Local anesthesia prevents pain during medical procedures by numbing a specific part of the body. Its effects are short-lived, so healthcare teams primarily use it for minor outpatient procedures.

Anesthetists or doctors only apply local anesthetic to the part of the body that the medical procedure involves.

People may also receive sedative drugs, which reduce stress levels and promote calmness. Together, anesthesia and sedation enable the doctor or surgeon to carry out the procedure without causing pain or distress.

In cases where surgeons need to perform more invasive or long lasting procedures, anesthetists will typically administer a regional or general anesthetic instead.

Healthcare professionals will consider several factors when determining whether to use local, regional, or general anesthesia. Local anesthesia is generally suitable in the following situations:

  • The procedure is minor and does not require general or regional anesthesia.
  • The procedure is quite quick, and the person will not need to stay overnight.
  • There is no need for the muscles to be relaxed or the person to be unconscious.

Examples include dental surgery, biopsies, and the removal of a verruca, mole, or cataract.

The type and dose of anesthesia will depend on many factors. These include the person’s age, weight, allergies, and medical conditions, as well as the site and aim of the procedure.

Healthcare professionals use various drugs to block the pain, which they can deliver in the form of an injection or a spray or ointment.

The drug works by acting on certain nerve pathways to prevent the nerves in the area of application from sending signals to the brain.

It usually takes a few minutes for the drug to take effect, and it wears off after a few hours. A higher dose will last for longer.

Cocaine was the first anesthetic, but its use is now rare. Lidocaine is the most widely used local anesthetic, but doctors and anesthetists use different drugs for different purposes.

For longer procedures, bupivacaine is more suitable, but it can be more painful than other drugs during administration. An anesthetist may, therefore, use lidocaine first and then inject bupivacaine later if numbness is required for a longer period.

Synthetic anesthetics are similar in structure to cocaine, but they do not have the same potential for abuse.

Records supplied:
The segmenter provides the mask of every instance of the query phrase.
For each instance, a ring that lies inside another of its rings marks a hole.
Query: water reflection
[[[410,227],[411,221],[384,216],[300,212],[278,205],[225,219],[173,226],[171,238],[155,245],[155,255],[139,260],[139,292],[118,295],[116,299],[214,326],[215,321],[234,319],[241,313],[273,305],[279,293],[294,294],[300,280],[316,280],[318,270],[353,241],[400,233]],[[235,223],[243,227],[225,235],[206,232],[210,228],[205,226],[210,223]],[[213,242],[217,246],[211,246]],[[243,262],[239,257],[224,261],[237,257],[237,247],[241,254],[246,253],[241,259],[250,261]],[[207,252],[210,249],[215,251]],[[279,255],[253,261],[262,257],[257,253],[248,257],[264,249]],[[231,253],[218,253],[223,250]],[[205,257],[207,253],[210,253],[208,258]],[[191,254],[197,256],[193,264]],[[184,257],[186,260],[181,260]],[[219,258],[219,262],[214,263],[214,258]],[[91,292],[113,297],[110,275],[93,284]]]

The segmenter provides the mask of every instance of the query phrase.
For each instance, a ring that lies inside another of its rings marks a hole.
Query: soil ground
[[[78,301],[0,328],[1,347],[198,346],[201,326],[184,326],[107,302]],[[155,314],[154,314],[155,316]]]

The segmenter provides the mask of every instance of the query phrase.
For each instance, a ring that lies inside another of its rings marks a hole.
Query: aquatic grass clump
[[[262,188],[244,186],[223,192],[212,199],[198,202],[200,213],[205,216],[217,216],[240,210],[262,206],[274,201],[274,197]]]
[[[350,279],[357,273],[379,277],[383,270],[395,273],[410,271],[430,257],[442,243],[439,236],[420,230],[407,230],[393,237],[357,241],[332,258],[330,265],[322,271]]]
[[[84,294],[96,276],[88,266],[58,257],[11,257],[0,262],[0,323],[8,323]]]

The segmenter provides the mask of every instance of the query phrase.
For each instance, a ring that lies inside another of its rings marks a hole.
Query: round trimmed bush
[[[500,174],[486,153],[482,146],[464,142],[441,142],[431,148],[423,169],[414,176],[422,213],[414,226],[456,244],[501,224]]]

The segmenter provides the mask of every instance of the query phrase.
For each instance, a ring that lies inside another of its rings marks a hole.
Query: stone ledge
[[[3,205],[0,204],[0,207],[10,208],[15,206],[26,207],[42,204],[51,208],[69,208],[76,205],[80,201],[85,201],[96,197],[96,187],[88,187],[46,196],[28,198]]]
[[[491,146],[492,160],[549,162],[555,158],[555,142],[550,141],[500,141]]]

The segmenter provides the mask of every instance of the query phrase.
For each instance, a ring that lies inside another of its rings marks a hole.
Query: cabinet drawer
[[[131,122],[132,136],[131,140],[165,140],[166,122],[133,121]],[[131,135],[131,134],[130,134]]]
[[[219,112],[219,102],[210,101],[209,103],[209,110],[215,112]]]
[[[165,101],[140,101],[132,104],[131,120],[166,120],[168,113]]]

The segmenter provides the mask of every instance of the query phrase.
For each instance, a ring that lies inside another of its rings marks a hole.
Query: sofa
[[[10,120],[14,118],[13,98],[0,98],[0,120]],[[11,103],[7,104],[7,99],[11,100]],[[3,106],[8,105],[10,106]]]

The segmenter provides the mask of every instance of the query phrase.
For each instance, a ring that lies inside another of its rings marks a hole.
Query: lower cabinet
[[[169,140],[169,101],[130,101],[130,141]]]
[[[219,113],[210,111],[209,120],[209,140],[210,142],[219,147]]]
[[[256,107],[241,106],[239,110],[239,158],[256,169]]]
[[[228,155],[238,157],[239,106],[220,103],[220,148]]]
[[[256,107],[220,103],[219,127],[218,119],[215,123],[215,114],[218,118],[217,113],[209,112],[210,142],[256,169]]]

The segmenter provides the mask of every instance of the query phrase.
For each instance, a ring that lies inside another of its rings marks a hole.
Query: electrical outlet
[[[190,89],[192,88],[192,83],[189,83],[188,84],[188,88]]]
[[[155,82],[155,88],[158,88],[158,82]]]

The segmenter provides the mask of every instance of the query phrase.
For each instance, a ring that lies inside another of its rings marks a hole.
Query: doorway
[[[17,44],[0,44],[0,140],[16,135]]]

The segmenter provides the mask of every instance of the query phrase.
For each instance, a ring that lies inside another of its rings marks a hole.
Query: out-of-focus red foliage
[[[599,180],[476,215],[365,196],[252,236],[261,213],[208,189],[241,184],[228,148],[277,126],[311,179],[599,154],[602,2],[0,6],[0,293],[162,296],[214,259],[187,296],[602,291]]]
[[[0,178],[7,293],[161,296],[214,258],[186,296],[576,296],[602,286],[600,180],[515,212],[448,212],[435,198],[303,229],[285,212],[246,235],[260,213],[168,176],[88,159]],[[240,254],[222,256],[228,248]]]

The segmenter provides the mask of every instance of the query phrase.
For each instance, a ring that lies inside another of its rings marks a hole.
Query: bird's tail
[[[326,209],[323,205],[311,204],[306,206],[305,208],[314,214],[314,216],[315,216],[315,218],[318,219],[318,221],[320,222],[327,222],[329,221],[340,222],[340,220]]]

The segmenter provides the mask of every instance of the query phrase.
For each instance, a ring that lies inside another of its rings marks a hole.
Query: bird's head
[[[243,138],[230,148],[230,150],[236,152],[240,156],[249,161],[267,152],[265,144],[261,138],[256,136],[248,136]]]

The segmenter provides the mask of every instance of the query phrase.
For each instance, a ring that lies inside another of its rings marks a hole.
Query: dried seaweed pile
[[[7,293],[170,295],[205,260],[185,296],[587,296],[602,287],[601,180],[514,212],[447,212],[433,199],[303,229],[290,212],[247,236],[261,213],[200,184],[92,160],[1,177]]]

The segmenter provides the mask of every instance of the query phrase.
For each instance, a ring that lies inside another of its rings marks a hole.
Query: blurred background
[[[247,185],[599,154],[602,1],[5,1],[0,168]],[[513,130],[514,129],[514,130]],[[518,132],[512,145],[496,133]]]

Description of the task: List every anesthetic drug that the local anesthesia text names. Work from the local anesthesia text only.

Response to this task: Cocaine, lidocaine, bupivacaine